A white horse. A white gowned maiden. Crashing waterfalls, forest murk, rain-soaked hills and a dark knight waiting in a silent glade.
I first saw director Roger Christian's Black Angel so many years ago I've never quite been sure which of those scattered memories might have been dreams.
It was a short film first shown as a prelude to The Empire Strikes Back in 1980, back in the days when it was customary to show a brief feature before the main picture. I saw it all those years ago as a young child, and though I had long forgotten its name and even the simple storyline, those fragments have stayed with me.
Extraordinary then, to have had the opportunity to see it again last night, 34 years on, at the Edinburgh Film House, a special showing including a Q&A with the director, best known perhaps for his award winning work as a set designer on Alien and Star Wars (Black Angel was funded by George Lucas in gratitude for Christian's work). The film is on a short tour of Scottish cinemas, the first time it has been shown since its initial release, the original negatives having been rediscovered only in 2011, long after they had been thought lost.
━━━━━━━━━━━━━━━━
## [Set of tasks]
1. In the piece about the film Black Angel, why does the Scottish tour mark the first showing of the film since its original release?
2. Continue the piece about the film Black Angel from its final sentence.
━━━━━━━━━━━━━━━━
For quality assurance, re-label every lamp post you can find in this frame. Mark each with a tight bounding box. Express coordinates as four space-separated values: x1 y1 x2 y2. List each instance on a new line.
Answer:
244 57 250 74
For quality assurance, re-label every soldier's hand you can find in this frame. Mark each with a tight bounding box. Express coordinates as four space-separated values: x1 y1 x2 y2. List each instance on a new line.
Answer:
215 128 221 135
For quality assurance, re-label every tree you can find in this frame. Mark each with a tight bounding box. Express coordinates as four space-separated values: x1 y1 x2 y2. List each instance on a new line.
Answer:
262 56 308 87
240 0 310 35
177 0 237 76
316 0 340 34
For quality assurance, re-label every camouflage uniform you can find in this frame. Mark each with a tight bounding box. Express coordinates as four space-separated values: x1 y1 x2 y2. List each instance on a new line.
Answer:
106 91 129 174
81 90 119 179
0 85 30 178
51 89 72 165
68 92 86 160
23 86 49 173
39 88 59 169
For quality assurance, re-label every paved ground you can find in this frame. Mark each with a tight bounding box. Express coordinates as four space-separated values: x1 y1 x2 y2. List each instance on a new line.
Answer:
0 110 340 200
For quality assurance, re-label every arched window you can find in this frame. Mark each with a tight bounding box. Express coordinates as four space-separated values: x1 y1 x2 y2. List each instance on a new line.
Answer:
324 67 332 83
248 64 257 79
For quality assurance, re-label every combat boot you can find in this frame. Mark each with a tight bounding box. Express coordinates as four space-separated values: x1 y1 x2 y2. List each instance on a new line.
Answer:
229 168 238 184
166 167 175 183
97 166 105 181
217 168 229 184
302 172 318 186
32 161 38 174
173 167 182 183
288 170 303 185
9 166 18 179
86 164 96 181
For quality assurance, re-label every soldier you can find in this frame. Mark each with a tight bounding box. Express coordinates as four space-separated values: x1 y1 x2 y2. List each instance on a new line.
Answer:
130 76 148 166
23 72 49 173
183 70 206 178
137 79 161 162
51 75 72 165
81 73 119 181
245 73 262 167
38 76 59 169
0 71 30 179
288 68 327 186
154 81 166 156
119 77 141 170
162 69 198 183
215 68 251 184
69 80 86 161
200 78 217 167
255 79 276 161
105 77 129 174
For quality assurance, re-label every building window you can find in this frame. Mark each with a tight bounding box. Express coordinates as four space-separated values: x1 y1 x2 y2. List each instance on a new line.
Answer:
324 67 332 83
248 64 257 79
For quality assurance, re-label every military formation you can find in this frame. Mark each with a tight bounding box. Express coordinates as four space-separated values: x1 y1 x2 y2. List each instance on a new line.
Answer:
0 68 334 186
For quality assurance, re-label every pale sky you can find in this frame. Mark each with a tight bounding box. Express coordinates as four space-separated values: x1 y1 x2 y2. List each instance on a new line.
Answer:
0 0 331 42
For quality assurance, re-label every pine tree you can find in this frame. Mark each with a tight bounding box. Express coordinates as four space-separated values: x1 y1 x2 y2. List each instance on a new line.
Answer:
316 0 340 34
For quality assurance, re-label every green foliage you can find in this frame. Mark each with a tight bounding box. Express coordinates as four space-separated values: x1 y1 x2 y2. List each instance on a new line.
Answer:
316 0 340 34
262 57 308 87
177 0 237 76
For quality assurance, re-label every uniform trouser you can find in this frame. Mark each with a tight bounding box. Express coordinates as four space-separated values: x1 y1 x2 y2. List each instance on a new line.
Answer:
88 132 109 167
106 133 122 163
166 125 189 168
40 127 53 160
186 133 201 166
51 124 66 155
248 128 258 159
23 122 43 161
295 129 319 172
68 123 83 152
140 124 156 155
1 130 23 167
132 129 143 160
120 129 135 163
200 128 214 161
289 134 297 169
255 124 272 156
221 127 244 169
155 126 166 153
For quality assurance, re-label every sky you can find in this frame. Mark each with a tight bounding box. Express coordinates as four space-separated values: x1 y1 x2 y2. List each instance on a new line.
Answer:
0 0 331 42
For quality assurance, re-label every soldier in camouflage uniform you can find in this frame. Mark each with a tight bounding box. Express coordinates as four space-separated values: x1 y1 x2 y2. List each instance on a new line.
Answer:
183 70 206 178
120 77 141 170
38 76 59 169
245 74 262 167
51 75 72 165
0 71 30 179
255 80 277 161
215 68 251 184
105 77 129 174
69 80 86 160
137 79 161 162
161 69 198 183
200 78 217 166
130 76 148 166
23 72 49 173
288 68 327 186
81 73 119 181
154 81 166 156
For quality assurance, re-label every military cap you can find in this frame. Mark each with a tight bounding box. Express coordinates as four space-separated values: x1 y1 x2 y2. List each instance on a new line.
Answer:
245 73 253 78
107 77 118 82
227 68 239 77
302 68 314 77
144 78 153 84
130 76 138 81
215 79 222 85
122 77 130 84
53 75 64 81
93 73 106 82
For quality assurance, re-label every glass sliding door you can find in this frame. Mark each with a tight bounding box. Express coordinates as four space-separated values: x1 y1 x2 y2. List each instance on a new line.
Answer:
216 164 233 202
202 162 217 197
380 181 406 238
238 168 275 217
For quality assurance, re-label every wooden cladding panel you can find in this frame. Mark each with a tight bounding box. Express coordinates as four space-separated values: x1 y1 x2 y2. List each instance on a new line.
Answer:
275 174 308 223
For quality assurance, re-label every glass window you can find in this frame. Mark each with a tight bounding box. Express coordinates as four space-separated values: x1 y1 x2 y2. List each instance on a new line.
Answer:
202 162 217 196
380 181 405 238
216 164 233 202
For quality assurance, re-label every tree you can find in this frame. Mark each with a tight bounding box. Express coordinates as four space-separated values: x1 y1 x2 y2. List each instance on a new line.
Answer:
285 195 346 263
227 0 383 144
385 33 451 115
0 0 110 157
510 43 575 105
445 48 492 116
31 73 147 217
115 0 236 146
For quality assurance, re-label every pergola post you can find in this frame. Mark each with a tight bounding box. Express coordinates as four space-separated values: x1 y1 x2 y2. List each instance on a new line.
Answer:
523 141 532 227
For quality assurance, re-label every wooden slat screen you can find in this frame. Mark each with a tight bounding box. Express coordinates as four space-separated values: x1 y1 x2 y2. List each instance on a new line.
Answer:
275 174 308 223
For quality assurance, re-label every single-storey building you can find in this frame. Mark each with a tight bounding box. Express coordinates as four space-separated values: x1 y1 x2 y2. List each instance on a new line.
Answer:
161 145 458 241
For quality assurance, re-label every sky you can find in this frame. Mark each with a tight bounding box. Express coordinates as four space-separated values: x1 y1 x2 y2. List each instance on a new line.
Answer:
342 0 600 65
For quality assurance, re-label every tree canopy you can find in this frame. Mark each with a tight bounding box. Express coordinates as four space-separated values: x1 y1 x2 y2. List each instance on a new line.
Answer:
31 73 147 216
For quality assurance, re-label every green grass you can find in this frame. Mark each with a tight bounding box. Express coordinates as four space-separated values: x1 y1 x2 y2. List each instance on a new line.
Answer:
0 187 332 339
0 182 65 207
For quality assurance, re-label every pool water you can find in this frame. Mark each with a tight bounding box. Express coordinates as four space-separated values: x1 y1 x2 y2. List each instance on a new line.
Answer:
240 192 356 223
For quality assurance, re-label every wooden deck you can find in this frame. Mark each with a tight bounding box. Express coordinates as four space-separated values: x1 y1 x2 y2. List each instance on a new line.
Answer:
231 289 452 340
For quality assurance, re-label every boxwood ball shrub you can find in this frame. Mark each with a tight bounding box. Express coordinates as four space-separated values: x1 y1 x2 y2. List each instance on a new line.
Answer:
━━━━━━━━━━━━━━━━
## [Expected results]
1. The original negatives had been thought lost for a long time and were rediscovered only in 2011. That made it possible to show the film again for the first time since 1980.

2.
As a child I found it frightening, incomprehensible. And on second viewing, all these years later, I still didn't properly understand it, despite the narrative's profound simplicity. A knight, Sir Maddox, returns from the Crusades to find his castle destroyed, and his family gone. He sets out in search of the raiders, but shortly afterwards plunges into a lake. At the point of drowning he hears a woman's voice, which galvanises him with the mysterious strength necessary to cast off his heavy armour. Surfacing, he sees her standing at a distance from the shoreline. Learning that she is the prisoner of a nameless black knight he follows her upwards through the forested hills, eventually coming to a clearing where her captor stands waiting, an eyeless, cobwebbed 'Black Angel', who he fights to the death.
And that's it. As Roger Christian said during the Q&A, the film attempts to capture something of the elemental quality of Celtic myth. Like the dreamworlds of the Knights of the Round Table or Sir Gawain and the Green Knight it is ultimately concerned with the fate of the soul: Sir Maddox's quest is that of Everyman, the Black Angel the threshold between life and death, the maiden the promise of an eternity beyond. Perhaps.
Interpret it as you will, it's a beautiful film, the first, Christian was himself surprised to learn, to be shot on the island of Eilean Donan and the surrounding hills and woodlands. There are many beautiful widescreen shots taking full advantage of the mystical setting. The film's influence on later fantasy films such as Excalibur and Legend is clear.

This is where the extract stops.